A block of data
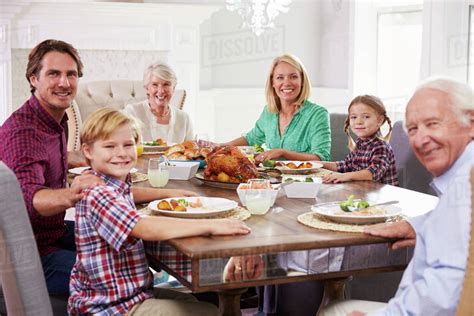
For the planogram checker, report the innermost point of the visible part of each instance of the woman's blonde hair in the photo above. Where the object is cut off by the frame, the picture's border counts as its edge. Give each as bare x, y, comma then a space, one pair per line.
273, 101
377, 105
162, 71
103, 122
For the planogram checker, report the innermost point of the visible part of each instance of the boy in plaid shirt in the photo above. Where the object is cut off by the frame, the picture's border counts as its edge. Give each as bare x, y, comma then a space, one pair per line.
371, 157
111, 274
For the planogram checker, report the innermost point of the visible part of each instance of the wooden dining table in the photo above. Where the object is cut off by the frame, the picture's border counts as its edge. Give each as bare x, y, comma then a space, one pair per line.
284, 249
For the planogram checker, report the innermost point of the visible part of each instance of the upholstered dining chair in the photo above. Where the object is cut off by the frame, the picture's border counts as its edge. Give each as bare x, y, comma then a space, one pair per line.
113, 93
21, 274
466, 301
411, 173
339, 149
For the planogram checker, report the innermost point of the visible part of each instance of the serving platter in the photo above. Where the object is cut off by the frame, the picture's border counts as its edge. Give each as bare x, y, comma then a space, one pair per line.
333, 212
216, 184
211, 206
286, 170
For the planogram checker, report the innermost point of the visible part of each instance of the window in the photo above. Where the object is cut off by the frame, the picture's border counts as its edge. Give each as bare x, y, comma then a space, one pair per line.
399, 41
470, 49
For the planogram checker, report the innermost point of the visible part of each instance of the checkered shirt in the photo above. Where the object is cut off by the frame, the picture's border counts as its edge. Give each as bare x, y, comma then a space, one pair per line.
374, 155
111, 272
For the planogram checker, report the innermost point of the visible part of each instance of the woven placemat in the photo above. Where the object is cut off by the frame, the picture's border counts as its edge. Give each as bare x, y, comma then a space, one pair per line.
237, 213
314, 220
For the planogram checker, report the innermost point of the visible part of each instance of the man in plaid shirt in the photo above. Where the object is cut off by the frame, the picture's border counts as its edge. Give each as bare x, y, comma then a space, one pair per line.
111, 273
33, 145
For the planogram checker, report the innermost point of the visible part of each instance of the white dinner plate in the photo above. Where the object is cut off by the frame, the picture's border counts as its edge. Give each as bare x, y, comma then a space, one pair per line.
154, 147
284, 169
79, 170
210, 206
333, 212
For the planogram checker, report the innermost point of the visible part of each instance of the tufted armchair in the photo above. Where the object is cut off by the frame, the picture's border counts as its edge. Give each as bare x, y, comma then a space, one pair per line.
114, 93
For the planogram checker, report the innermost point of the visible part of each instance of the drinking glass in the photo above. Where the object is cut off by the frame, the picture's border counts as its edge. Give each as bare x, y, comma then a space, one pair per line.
202, 139
140, 149
259, 184
158, 173
259, 201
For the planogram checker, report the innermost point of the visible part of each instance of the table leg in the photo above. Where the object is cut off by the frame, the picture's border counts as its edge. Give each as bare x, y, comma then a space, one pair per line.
334, 290
229, 301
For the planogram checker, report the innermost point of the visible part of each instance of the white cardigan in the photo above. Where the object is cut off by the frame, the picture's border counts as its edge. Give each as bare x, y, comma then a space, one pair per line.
177, 131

=== EXERCISE TASK ===
Copy everything from the line containing "the white cardigan" down to the last line of the items, requests included. Multiply each point coordinate in the answers by 0.95 and round it to a whole number, rounding halves up.

=== RESPONSE BELOW ===
For the planogram checker, report the innermost point of the visible part of each instance of the white cardigan in the photo above. Where the object is cut off by the frame, the picture's border counts as its edge. Give each as bare x, y, comma then a space, one pair per line.
168, 124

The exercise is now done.